Repeat the listing below in full.

====== PROVIDED RECORDS ======

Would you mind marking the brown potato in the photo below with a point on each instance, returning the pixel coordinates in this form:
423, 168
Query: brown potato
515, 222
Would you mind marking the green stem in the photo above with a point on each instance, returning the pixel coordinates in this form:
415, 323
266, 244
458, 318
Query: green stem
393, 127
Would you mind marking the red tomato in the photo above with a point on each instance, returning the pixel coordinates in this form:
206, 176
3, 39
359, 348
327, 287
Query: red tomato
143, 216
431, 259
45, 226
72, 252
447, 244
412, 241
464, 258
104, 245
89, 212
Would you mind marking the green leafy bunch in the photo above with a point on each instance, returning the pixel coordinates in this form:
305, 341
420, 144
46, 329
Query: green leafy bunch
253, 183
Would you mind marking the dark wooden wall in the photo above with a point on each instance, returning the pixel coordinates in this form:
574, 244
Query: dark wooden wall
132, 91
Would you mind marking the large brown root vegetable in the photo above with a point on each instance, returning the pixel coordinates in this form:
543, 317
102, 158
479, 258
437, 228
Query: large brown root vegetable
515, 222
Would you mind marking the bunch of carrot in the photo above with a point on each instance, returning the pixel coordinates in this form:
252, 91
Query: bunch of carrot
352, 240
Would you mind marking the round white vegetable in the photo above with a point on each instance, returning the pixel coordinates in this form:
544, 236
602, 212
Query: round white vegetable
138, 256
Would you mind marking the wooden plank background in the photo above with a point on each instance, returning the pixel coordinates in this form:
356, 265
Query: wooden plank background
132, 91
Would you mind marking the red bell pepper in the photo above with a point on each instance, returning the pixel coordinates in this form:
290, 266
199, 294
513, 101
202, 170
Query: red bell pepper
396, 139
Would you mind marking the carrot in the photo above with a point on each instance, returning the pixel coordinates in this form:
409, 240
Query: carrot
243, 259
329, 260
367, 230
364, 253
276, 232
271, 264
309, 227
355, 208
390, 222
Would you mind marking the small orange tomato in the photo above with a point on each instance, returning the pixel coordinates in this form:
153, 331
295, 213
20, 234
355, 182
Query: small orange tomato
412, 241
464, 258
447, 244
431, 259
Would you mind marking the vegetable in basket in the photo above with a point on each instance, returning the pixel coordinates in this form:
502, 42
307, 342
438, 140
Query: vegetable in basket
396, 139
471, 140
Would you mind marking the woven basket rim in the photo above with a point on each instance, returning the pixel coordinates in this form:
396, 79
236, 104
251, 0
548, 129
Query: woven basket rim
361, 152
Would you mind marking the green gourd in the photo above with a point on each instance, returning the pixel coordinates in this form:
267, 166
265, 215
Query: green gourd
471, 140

======

• _RESULT OF THE EXERCISE_
Would you mind marking the brown potato in the photo below with a point on each instance, returning the pixel coordinates in this form:
423, 168
Query: brown potato
515, 222
Would you mind marking the green stem in the photo above with a point on each instance, returning the pixel coordinates in this form:
415, 323
266, 244
458, 318
Query: green stem
393, 127
Would you mind marking the red tomato in the photo above with a point on each instance, returning the pixel coordinates in this form:
206, 176
3, 39
359, 348
327, 287
Query: red tomato
143, 216
431, 259
45, 226
72, 252
447, 244
412, 241
464, 258
104, 245
89, 212
Would you mind marking the green leafy bunch in the photo above with a point on each instance, returning the pixel coordinates in this form:
305, 341
420, 144
46, 329
Query: green leafy bunch
253, 183
Would you mind marking the dark wooden wall in the photo above with a point on each instance, returning the pixel coordinates in this form:
574, 244
Query: dark wooden wall
132, 91
Would you mind marking the large brown root vegetable in the photo above with a point on each instance, returning the pixel coordinates in this form:
543, 317
102, 158
479, 258
437, 228
Query: large brown root vegetable
515, 222
Would you mind marking the bunch of carrot in the photo above with a point on each instance, returning the pixel coordinates in this form:
252, 91
Query: bunch of carrot
352, 240
Would you mind marking the round white vegetable in the photo above with a point on each instance, returning the pixel coordinates in this form:
544, 236
602, 212
Query: round white vegetable
138, 256
Would you mind marking the wooden plank background in the photo above with a point on each instance, returning the pixel coordinates in this form:
356, 265
Query: wooden plank background
132, 91
Would you mind marking the red bell pepper in the photo above with a point on each instance, returning the pixel coordinates in this form:
290, 266
199, 294
513, 101
202, 170
Query: red bell pepper
396, 139
Would you mind marking the carrot in the photo above with a point on each instance, returning the pixel coordinates in this form:
409, 240
Query: carrot
243, 259
329, 260
367, 230
364, 253
276, 232
271, 264
309, 227
355, 208
390, 222
Would you mind marking the small orange tomato in the photo above with a point on each instance, returning the pixel coordinates in this form:
153, 331
295, 213
20, 234
355, 182
Query: small orange tomato
412, 241
464, 258
447, 244
431, 259
Would you mind marking the vegetable in basket in the photo above with a point on each instance, returning the pixel coordinates in this form:
502, 42
307, 342
438, 140
Query: vegetable in basket
396, 139
471, 140
Would you mind marking the woven basket rim in the photo above with a point on each instance, returning the pixel coordinates in this form:
396, 79
236, 104
251, 0
548, 129
Query: woven basket rim
361, 152
Would you mind marking the green gourd in the photo above with a point on each instance, returning the pixel coordinates in this form:
267, 166
265, 215
Query: green gourd
471, 140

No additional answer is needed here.